Dataset:
****

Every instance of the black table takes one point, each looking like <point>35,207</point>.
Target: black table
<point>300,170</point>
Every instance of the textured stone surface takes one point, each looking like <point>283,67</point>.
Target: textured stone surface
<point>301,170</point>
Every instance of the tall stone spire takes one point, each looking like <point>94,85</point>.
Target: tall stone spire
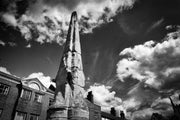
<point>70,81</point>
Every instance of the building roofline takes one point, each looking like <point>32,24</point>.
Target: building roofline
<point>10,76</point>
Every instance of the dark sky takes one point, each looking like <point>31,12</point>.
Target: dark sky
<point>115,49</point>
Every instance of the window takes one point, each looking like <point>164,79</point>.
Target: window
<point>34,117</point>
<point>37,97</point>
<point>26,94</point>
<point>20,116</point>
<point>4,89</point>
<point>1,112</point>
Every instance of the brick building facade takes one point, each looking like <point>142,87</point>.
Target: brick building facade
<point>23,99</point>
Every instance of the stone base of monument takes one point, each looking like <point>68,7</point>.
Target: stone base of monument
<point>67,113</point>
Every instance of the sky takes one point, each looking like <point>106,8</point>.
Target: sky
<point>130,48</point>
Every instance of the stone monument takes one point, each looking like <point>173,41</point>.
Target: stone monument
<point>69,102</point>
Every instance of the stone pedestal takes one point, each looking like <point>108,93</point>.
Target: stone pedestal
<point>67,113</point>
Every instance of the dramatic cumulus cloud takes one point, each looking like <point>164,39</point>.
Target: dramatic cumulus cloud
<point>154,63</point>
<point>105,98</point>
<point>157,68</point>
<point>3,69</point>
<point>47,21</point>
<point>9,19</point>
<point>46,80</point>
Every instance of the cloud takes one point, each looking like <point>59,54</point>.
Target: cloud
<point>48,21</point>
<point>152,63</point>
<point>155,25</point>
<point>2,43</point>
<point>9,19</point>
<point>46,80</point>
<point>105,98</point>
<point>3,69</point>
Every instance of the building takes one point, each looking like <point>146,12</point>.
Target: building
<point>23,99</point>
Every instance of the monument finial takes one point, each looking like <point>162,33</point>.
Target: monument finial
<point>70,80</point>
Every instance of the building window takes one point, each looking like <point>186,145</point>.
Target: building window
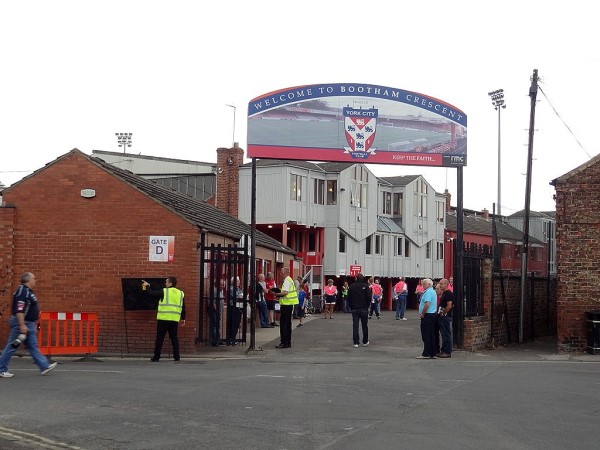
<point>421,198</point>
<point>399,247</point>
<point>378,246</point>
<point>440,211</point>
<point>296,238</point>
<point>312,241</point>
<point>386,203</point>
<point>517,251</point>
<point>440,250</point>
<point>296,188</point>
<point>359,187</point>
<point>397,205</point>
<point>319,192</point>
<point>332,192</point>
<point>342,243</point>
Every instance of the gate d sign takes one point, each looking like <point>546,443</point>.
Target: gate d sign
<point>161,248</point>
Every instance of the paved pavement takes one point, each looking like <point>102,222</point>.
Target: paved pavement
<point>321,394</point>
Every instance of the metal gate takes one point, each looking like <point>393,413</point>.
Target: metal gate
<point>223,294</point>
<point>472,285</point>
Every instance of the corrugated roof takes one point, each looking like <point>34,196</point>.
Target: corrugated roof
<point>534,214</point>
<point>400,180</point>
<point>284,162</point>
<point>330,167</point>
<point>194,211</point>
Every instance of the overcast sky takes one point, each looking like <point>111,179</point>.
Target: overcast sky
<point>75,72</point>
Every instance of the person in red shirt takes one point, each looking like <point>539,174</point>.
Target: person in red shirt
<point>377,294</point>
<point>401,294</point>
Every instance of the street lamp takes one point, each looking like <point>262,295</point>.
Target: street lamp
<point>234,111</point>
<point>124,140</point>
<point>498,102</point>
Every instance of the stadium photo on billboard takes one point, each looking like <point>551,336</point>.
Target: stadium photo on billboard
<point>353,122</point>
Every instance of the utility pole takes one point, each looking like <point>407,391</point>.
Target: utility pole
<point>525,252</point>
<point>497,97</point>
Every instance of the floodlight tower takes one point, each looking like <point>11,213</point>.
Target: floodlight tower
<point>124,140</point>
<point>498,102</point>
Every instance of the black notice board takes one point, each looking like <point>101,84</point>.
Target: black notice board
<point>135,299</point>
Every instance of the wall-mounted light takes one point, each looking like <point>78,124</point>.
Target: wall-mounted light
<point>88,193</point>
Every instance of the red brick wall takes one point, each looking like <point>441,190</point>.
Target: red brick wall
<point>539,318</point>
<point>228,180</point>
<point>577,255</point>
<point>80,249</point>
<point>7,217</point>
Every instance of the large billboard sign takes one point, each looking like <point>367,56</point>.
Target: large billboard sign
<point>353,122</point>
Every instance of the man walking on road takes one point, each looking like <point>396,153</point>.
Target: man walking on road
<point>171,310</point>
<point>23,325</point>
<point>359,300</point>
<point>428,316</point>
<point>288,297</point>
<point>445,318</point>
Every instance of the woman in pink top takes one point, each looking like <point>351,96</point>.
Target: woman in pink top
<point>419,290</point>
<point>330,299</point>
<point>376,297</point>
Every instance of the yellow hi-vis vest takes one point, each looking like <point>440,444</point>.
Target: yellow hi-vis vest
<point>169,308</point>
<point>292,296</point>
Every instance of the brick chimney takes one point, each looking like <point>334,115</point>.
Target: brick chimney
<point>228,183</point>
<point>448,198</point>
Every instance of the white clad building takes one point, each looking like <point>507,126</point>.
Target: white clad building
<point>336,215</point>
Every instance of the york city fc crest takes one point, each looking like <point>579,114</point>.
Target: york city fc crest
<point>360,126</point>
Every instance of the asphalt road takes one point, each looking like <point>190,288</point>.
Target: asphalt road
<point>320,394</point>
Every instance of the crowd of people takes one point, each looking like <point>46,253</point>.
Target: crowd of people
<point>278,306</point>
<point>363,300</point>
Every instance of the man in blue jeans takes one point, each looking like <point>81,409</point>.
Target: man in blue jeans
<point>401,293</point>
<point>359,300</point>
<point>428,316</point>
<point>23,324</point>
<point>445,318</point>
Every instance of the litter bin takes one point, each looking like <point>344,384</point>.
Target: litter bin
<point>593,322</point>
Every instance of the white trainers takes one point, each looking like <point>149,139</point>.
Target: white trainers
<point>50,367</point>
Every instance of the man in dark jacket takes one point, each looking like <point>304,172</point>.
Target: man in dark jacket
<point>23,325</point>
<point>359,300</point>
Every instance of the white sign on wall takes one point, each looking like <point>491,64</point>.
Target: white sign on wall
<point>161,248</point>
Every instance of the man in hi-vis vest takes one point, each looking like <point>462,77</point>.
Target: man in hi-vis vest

****

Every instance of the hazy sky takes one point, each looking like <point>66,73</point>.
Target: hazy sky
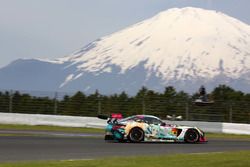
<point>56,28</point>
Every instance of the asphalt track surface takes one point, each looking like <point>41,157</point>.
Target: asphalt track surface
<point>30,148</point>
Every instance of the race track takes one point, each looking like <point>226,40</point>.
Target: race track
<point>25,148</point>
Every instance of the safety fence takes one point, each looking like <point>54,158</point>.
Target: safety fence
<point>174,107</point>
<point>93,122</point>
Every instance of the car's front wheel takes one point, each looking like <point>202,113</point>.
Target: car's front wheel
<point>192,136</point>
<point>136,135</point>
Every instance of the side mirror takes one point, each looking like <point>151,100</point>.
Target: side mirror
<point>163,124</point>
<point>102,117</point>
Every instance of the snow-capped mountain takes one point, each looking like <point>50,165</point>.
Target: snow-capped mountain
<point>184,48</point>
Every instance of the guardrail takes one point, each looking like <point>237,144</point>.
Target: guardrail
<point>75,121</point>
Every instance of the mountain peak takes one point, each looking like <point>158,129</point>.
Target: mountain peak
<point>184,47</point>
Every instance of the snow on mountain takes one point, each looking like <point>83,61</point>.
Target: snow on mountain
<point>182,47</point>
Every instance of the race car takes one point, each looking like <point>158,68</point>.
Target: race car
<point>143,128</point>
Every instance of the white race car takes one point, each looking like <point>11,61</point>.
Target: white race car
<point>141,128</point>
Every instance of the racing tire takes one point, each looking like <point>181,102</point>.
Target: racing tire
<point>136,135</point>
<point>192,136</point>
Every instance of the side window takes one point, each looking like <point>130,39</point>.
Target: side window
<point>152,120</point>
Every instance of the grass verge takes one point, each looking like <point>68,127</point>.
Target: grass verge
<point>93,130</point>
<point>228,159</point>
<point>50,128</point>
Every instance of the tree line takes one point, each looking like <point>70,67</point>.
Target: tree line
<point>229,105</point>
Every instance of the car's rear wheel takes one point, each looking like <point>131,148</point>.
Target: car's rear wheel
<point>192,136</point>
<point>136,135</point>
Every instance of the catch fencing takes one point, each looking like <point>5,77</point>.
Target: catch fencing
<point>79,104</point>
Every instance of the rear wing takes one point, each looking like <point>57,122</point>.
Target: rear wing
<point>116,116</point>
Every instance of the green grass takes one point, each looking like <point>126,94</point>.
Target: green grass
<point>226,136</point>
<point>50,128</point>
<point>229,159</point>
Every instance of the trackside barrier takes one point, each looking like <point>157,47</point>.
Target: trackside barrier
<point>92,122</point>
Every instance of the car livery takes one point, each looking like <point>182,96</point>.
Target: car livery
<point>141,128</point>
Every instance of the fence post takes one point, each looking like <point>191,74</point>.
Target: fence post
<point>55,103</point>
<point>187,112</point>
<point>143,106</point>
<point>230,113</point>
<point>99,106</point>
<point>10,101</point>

****

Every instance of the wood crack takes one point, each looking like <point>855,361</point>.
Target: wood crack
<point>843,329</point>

****

Prompt:
Transcribe the data verbatim, covering only the stretch from the line containing "Every instance of the black notice" through the line containing "<point>7,217</point>", both included.

Exercise response:
Every instance of the black notice board takes one point, each looking like <point>101,84</point>.
Target: black notice board
<point>135,299</point>
Every instance of the wall-mounted light takes one point, each looking like <point>78,124</point>.
Target: wall-mounted light
<point>88,193</point>
Every instance of the red brick wall takes one point, each looking like <point>441,190</point>.
Target: red brick wall
<point>539,318</point>
<point>228,180</point>
<point>577,255</point>
<point>80,249</point>
<point>7,217</point>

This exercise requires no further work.